EXERCISE GOAL =
Reproduce the following passage on Alois Emanuel Biedermann word for word, in full.

PASSAGE FOR REVIEW =
[Start of Attachment]
Alois Emanuel Biedermann (2 March 1819, in Münchhof near Bendlikon – 25 January 1885, in Zürich) was a Swiss Protestant theologian. He was a prominent dogmatician of the so-called "Young Hegelian" school of thought, and an important advocate of "free Christianity" in Switzerland.

He studied theology at the University of Basel as a pupil of Wilhelm Martin Leberecht de Wette and Wilhelm Wackernagel, and where, with his good friend, Jacob Burckhardt, he tried his hand at poetry. In 1839 he relocated to the University of Berlin, where he was student of Wilhelm Vatke. At Berlin, he engaged himself in studies of works by Friedrich Daniel Ernst Schleiermacher and Georg Wilhelm Friedrich Hegel. In addition to Schleiermacher and Hegel, another important influence was a contemporary, the German theologian David Friedrich Strauss.

From 1843 to 1850 he served as pastor in the town of Münchenstein, and during this time period (1845–50), with David Fries (1818–1875), he was editor of Kirche der Gegenwart, a publication of speculative-critical theology. In 1850, despite opposition from conservatives, he was named an associate professor of theology at the University of Zürich. In 1860 he attained a full professorship of dogmatics at Zürich.

He was a member of the Schweizerischer Zofingerverein (Swiss Zofinger Society) and a participant in Alfred Escher's Mittwochsgesellschaft. From 1871 onward, he was active in cantonal politics, being a member of the liberal-conservative party.

== Selected works ==
- Die freie Theologie oder Philosophie und Christentum in Streit und Frieden, 1844 - The free theology or philosophy and Christianity in conflict and peace.
[End of Attachment]
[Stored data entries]
[Start of Attachment]
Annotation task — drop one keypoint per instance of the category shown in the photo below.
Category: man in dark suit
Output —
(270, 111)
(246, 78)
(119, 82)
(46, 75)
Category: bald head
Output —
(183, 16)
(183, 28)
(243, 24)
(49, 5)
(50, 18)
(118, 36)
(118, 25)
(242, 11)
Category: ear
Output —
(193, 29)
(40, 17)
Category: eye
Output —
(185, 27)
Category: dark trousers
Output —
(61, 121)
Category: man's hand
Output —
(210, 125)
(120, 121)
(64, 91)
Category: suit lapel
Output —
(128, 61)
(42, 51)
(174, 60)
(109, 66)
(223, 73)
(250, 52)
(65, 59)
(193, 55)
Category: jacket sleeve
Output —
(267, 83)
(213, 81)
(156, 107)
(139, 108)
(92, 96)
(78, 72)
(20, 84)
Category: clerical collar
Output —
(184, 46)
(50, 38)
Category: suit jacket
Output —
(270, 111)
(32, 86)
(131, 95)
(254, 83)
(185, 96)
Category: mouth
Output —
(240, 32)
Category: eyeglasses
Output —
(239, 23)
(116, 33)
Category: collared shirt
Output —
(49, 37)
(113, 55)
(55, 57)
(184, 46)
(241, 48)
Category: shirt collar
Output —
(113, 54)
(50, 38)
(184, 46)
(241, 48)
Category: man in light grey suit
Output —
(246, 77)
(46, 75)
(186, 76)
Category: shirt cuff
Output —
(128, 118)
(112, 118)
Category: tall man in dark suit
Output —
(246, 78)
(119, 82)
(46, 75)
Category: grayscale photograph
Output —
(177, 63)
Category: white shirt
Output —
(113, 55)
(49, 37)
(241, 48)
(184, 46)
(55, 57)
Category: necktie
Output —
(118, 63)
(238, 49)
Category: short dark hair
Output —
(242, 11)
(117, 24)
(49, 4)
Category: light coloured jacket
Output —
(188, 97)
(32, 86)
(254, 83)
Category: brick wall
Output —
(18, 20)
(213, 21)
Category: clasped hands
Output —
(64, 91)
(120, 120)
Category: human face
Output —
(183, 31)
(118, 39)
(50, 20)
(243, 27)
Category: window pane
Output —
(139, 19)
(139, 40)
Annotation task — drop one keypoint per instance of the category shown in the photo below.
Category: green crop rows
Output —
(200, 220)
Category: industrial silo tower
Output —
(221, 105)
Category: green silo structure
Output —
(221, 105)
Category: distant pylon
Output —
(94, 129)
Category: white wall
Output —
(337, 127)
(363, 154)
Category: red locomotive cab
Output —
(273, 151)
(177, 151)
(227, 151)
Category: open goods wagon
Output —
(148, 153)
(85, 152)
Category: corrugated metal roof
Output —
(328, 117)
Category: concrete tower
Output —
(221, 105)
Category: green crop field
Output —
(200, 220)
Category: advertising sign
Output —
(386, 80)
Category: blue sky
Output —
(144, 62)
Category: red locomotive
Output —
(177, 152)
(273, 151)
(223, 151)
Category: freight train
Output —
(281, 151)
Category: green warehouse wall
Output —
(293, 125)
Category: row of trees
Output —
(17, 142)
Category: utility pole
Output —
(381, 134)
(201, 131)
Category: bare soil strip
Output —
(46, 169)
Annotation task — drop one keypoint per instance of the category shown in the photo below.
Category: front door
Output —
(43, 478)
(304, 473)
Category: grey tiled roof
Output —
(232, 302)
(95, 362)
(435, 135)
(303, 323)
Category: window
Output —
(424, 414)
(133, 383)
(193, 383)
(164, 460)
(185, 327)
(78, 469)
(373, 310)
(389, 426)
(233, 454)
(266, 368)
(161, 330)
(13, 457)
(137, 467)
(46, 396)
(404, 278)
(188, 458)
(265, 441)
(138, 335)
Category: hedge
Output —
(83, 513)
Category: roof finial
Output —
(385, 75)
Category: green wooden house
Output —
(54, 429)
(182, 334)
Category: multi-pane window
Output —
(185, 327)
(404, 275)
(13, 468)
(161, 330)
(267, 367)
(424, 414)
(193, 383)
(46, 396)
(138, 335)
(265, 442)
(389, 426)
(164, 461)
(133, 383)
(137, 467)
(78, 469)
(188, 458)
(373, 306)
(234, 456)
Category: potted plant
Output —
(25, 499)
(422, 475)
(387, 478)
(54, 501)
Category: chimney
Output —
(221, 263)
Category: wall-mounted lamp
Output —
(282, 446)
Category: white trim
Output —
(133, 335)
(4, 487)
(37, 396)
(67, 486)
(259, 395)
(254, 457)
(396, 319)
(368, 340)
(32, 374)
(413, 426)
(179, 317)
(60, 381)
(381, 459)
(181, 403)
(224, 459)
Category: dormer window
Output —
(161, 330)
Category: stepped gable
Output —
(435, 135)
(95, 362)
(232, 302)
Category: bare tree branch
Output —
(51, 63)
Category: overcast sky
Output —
[End of Attachment]
YOUR SOLUTION =
Alois Emanuel Biedermann (2 March 1819, in Münchhof near Bendlikon – 25 January 1885, in Zürich) was a Swiss Protestant theologian. He was a prominent dogmatician of the so-called "Young Hegelian" school of thought, and an important advocate of "free Christianity" in Switzerland.

He studied theology at the University of Basel as a pupil of Wilhelm Martin Leberecht de Wette and Wilhelm Wackernagel, and where, with his good friend, Jacob Burckhardt, he tried his hand at poetry. In 1839 he relocated to the University of Berlin, where he was student of Wilhelm Vatke. At Berlin, he engaged himself in studies of works by Friedrich Daniel Ernst Schleiermacher and Georg Wilhelm Friedrich Hegel. In addition to Schleiermacher and Hegel, another important influence was a contemporary, the German theologian David Friedrich Strauss.

From 1843 to 1850 he served as pastor in the town of Münchenstein, and during this time period (1845–50), with David Fries (1818–1875), he was editor of Kirche der Gegenwart, a publication of speculative-critical theology. In 1850, despite opposition from conservatives, he was named an associate professor of theology at the University of Zürich. In 1860 he attained a full professorship of dogmatics at Zürich.

He was a member of the Schweizerischer Zofingerverein (Swiss Zofinger Society) and a participant in Alfred Escher's Mittwochsgesellschaft. From 1871 onward, he was active in cantonal politics, being a member of the liberal-conservative party.

== Selected works ==
- Die freie Theologie oder Philosophie und Christentum in Streit und Frieden, 1844 - The free theology or philosophy and Christianity in conflict and peace.